▶ **TEXTO EXTRAÍDO**:
□ □ □ □ □ □ □
A creche mantém um relacionamento com a escola das crianças que frequentam o reforço escolar, o que ajuda a elaborar uma proposta mais atraente para os alunos. Feira do livro, teatro, passeios e exposições estão entre as atividades já realizadas.
O CEFE
O Centro Formativo e Educativo é um associação que surgiu em 2004, da iniciativa de professores da rede pública do Distrito Federal. Eles perceberam a necessidade de um espaço para acompanhar colegiais durante a preparação para o vestibular e incentivá-los na conclusão do Ensino Médio, buscando, ao mesmo, a inserção desses jovens no mundo do trabalho. A entidade está voltada à formação educacional, profissional e social para jovens de baixa renda que necessitem melhorar seu desempenho escolar e que desejem ingressar na universidade ou no mercado de trabalho. O ponto de partida é o olhar integral à pessoa. Os alunos são ajudados a enfrentar a realidade escolar, a aprender um método de estudo contextualizado e atual e a descobrir um método de conhecimento de si e da realidade, provocando uma busca de significado para a própria vida e favorecendo o seu crescimento e amadurecimento.
□ □ □ □ □ □ □
▶ **REQUISITOS DAS TAREFAS**:
a) Sobre o texto a respeito da creche e do CEFE:
(i) Que atividades a creche já realizou?
(ii) Em que ano surgiu o Centro Formativo e Educativo?
(iii) Por iniciativa de quem essa associação surgiu?
b) Como seguiria o texto sobre a creche e o CEFE? Prolongue-o a partir da última frase.
Os registros não são necessários para resolver nada aqui.

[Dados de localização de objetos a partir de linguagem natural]
□ □ □ □ □ □ □
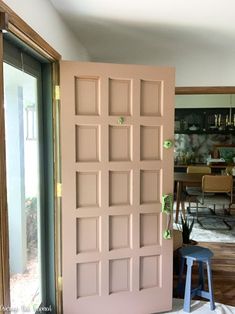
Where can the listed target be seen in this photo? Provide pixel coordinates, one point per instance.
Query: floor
(223, 271)
(201, 307)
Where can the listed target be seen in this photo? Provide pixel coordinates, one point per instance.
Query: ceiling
(137, 31)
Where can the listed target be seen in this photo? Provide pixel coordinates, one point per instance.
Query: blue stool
(200, 255)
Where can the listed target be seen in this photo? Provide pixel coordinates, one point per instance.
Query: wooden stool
(200, 255)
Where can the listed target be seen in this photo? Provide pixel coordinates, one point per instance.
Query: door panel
(114, 119)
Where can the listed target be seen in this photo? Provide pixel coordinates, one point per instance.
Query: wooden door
(114, 119)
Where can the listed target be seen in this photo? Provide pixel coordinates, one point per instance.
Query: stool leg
(201, 276)
(210, 285)
(187, 293)
(180, 280)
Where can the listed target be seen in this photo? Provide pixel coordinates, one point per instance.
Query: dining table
(183, 179)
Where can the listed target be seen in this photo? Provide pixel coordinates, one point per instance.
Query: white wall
(43, 18)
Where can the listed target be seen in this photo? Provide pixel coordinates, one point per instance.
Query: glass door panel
(23, 187)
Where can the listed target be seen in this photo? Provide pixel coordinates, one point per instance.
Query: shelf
(205, 132)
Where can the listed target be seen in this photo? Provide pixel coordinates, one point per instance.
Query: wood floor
(223, 271)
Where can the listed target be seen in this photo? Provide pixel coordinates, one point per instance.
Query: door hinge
(60, 283)
(59, 190)
(57, 92)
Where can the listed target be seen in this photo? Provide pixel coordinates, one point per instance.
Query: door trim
(25, 33)
(191, 90)
(17, 27)
(4, 241)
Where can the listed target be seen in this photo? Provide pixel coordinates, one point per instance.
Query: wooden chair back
(217, 184)
(199, 169)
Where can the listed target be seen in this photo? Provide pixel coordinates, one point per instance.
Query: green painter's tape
(167, 203)
(167, 234)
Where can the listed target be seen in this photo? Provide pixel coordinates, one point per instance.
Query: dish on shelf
(193, 128)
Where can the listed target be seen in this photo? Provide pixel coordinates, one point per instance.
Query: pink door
(114, 119)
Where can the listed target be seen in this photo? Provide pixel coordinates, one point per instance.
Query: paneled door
(114, 120)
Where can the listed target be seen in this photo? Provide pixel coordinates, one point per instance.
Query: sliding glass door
□ □ □ □ □ □ □
▶ **RESULTADOS DAS TAREFAS**:
a)
(i) Feira do livro, teatro, passeios e exposições.
(ii) Em 2004.
(iii) De professores da rede pública do Distrito Federal.

b)
O CEFE oferece preparação para PAS/ENEM e vestibular, com 15 horas semanais para as disciplinas de Língua Portuguesa, Matemática, Física, Química e Biologia; tem professores para esclarecimento de dúvidas relacionadas à Língua Portuguesa, à Língua Inglesa e à Matemática; formação humana (trabalha os temas ligados à identidade, à afetividade, ao trabalho e à cidadania) e cultural (entre as aulas está a de iniciação teatral); recrutamento, formação e colocação de jovens no mercado de trabalho por meio do Programa Jovem Aprendiz; curso de informática.
A Cometa
A iniciativa surgiu em 1986, com a proposta de adoção de uma criança soropositiva por um artista da cidade de Como. Ele pediu ajuda ao irmão, que é médico. Em 1992, o encontro com Dom Giussani, fundador do Movimento Comunhão e Libertação, deu nova dimensão ao gesto, que hoje envolve além das famílias dos dois irmãos, outras duas envolvidas na acolhida temporária de crianças e jovens. As quatro vivem juntas, numa área que além de moradia tem estrutura para formação profissional – esta atividade é aberta a jovens de outras famílias. A Associação Cometa foi criada em 2000, e hoje, além da acolhida, desenvolve diversas atividades. Para saber mais sobre essa obra social, acesse www.puntocometa.org (site em italiano).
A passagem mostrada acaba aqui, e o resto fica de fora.